Reproduce every line of the records below as a numbered list, skipping any blank lines and leaving the pictures out.

Dataset excerpts —
■ ■ ■ ■
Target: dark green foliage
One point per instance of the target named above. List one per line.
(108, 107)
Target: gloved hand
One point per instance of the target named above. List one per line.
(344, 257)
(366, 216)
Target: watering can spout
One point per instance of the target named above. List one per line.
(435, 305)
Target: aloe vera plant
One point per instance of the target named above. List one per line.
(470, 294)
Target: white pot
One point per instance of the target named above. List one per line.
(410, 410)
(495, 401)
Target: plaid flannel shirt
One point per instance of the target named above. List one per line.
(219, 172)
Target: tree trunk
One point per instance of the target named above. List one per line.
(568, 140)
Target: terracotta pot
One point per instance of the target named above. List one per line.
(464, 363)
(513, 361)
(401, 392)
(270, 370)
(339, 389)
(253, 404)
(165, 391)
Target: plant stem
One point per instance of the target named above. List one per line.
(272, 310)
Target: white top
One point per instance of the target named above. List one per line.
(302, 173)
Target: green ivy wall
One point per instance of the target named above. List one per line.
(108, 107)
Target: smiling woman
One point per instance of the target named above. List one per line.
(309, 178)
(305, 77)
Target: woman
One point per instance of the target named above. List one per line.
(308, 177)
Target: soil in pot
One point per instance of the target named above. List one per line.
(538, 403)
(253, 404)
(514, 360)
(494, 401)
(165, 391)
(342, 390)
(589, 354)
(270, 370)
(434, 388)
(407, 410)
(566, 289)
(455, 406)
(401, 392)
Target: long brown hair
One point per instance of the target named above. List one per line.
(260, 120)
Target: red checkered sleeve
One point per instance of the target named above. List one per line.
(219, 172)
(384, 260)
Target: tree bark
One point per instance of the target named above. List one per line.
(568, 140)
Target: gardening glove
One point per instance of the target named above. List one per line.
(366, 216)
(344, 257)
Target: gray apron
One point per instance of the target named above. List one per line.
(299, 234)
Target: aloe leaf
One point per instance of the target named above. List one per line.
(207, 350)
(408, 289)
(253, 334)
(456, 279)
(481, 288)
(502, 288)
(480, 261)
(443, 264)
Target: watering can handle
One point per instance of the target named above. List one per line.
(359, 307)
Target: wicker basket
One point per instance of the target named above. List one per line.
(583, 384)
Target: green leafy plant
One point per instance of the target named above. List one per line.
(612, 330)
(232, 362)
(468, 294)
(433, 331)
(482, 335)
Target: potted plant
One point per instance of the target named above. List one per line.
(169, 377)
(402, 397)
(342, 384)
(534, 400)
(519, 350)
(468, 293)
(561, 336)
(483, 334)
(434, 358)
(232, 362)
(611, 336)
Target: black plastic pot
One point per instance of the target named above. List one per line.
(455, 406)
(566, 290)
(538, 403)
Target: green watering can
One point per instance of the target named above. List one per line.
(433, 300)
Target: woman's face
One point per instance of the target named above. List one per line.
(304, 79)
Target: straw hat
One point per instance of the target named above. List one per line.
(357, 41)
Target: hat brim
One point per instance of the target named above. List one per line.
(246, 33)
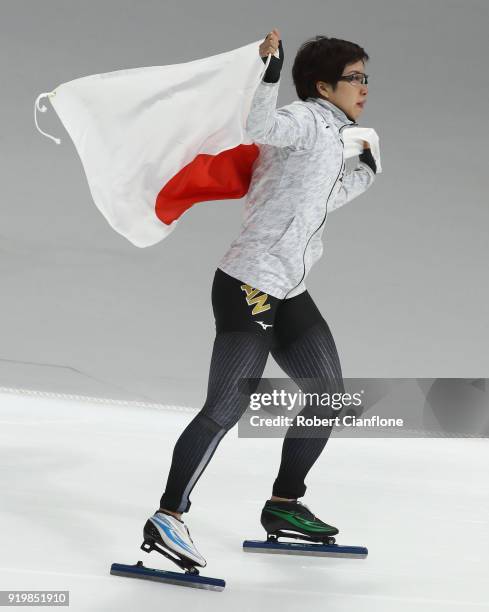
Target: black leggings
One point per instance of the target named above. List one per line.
(251, 324)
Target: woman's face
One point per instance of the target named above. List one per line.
(350, 96)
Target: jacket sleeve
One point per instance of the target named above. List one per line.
(291, 125)
(354, 183)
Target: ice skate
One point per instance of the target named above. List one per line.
(169, 536)
(293, 519)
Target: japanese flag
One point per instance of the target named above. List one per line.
(154, 141)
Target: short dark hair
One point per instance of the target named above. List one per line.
(323, 59)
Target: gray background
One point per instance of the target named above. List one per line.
(403, 279)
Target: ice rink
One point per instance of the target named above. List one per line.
(80, 478)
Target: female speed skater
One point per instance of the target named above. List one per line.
(259, 298)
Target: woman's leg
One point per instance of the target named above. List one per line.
(305, 349)
(240, 350)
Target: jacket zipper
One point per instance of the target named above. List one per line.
(325, 212)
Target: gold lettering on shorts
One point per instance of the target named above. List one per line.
(256, 297)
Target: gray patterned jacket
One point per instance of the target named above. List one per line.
(298, 177)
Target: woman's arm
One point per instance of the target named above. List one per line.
(291, 125)
(354, 182)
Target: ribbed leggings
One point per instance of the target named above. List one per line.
(250, 325)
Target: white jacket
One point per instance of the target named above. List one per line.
(297, 179)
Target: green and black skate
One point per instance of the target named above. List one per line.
(293, 519)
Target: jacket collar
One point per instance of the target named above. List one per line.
(339, 116)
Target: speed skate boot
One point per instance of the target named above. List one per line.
(293, 519)
(169, 536)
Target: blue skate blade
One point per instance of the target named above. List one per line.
(304, 548)
(179, 578)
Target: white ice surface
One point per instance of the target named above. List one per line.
(79, 479)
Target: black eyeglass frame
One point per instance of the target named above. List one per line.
(351, 77)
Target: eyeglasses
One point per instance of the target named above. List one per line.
(357, 78)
■ ■ ■ ■
Task result —
1. Target: dark green foliage
2. One point per instance of the target named above. List one per line.
3. (108, 107)
4. Target: gloved hand
5. One point per instance of the target named above. List one per line.
6. (344, 257)
7. (366, 216)
8. Target: watering can spout
9. One point per instance of the target named above. List one per line.
10. (435, 305)
11. Target: aloe vera plant
12. One point per instance of the target named above. List one per line.
13. (470, 294)
14. Target: white pot
15. One point per instance of the target named above. List one per line.
16. (410, 410)
17. (495, 401)
18. Target: plaid flannel shirt
19. One point per instance of the target named above. List one per line.
20. (219, 172)
21. Target: tree trunk
22. One point per instance of the target named above. List one per line.
23. (568, 140)
24. Target: terracotta pot
25. One point per instance of the target named above. List one per line.
26. (464, 363)
27. (513, 361)
28. (401, 392)
29. (270, 370)
30. (339, 389)
31. (253, 404)
32. (165, 391)
33. Target: plant stem
34. One point per instance of the target named above. List one per line.
35. (272, 310)
36. Target: white top
37. One point per instance of the target named above. List one per line.
38. (302, 173)
39. Target: green ivy wall
40. One point per instance of the target named above. List one per line.
41. (108, 107)
42. Target: smiling woman
43. One point per instance of the target named above. List one per line.
44. (309, 178)
45. (305, 77)
46. Target: woman
47. One point per instance of the target named above. List one per line.
48. (308, 177)
49. Target: soil in pot
50. One point per instance of the target named above. List one per line.
51. (538, 403)
52. (253, 404)
53. (514, 360)
54. (494, 401)
55. (165, 391)
56. (342, 390)
57. (589, 354)
58. (270, 370)
59. (434, 388)
60. (407, 410)
61. (566, 289)
62. (455, 406)
63. (401, 392)
64. Target: long brown hair
65. One point per instance of the target named above. List one per line.
66. (260, 120)
67. Target: red checkered sleeve
68. One point per instance of the target named above. List one per line.
69. (219, 172)
70. (384, 260)
71. Target: tree bark
72. One point per instance of the target named above. List one per line.
73. (568, 140)
74. Target: gardening glove
75. One point per instance of the target named above. List one per line.
76. (366, 216)
77. (344, 257)
78. Target: gray apron
79. One point per instance of the target named above. List one per line.
80. (299, 234)
81. Target: aloe leaf
82. One point per instance of the target named above. List one per line.
83. (207, 350)
84. (408, 289)
85. (253, 334)
86. (456, 279)
87. (481, 288)
88. (502, 288)
89. (480, 261)
90. (443, 264)
91. Target: watering can handle
92. One point per instance of the target named above. List one per line.
93. (359, 307)
94. Target: wicker basket
95. One point per instance of the target named above. List one per line.
96. (583, 384)
97. Target: green leafy plant
98. One point per instance of the target named above. List one per line.
99. (612, 330)
100. (232, 362)
101. (468, 294)
102. (433, 331)
103. (482, 335)
104. Target: potted plant
105. One point per instance of the target named above. List one per line.
106. (169, 377)
107. (402, 397)
108. (342, 384)
109. (534, 400)
110. (519, 350)
111. (468, 293)
112. (561, 336)
113. (483, 334)
114. (434, 358)
115. (232, 362)
116. (611, 336)
117. Target: black plastic pot
118. One point per instance of the target named above. List one per line.
119. (455, 406)
120. (566, 290)
121. (538, 403)
122. Target: green watering can
123. One point per instance of the target named above. List one per line.
124. (433, 300)
125. Target: woman's face
126. One point per instance of the target named above. List one per line.
127. (304, 79)
128. Target: straw hat
129. One point per instance of the target named above. List one per line.
130. (357, 41)
131. Target: hat brim
132. One point per instance of the target named above. List one per line.
133. (246, 33)
134. Target: black leggings
135. One point per instance of the target named above. List one per line.
136. (251, 324)
137. Target: woman's face
138. One point per instance of the target named above. List one per line.
139. (350, 96)
140. Target: jacket sleeve
141. One point per instance of the target named above. List one per line.
142. (291, 125)
143. (354, 183)
144. Target: ice skate
145. One point per instance of the target named above. List one per line.
146. (169, 536)
147. (293, 519)
148. Target: japanese flag
149. One point per instance of the target named above. List one per line.
150. (154, 141)
151. Target: short dark hair
152. One point per instance of the target named above. List one per line.
153. (323, 59)
154. Target: gray background
155. One point per instance of the target named above. List one per line.
156. (403, 279)
157. Target: ice rink
158. One point per instance of the target named above. List one per line.
159. (80, 478)
160. Target: female speed skater
161. One point per instance of the target named above. List one per line.
162. (259, 298)
163. Target: woman's leg
164. One point per instance of the target named above. List one per line.
165. (305, 349)
166. (240, 350)
167. Target: jacket zipper
168. One point per instance of the target named above. List one per line.
169. (325, 212)
170. Target: gold lettering on shorts
171. One point per instance of the target named above. List one per line.
172. (256, 297)
173. Target: gray patterned jacket
174. One point per instance of the target named above. List one per line.
175. (298, 177)
176. Target: woman's arm
177. One point per instance of the target named above. List one per line.
178. (291, 125)
179. (354, 182)
180. Target: ribbed leggings
181. One point per instance of the target named above. List one per line.
182. (250, 325)
183. Target: white jacket
184. One point per instance of the target named above. List one per line.
185. (297, 179)
186. Target: green and black skate
187. One point per instance of the target named above. List one per line.
188. (293, 519)
189. Target: jacket collar
190. One point per instance of the target named above. List one per line.
191. (339, 116)
192. Target: speed skate boot
193. One point per instance of the target named above. List one per line.
194. (293, 519)
195. (169, 536)
196. Target: blue skate blade
197. One point per instance of the target named above. List one per line.
198. (304, 548)
199. (179, 578)
200. Target: white ice surface
201. One point per instance of the target named above. List one per line.
202. (79, 479)
203. Target: black eyeglass frame
204. One point per instance of the target named above. List one per line.
205. (351, 77)
206. Target: eyeglasses
207. One point per instance of the target named above. List one per line.
208. (357, 78)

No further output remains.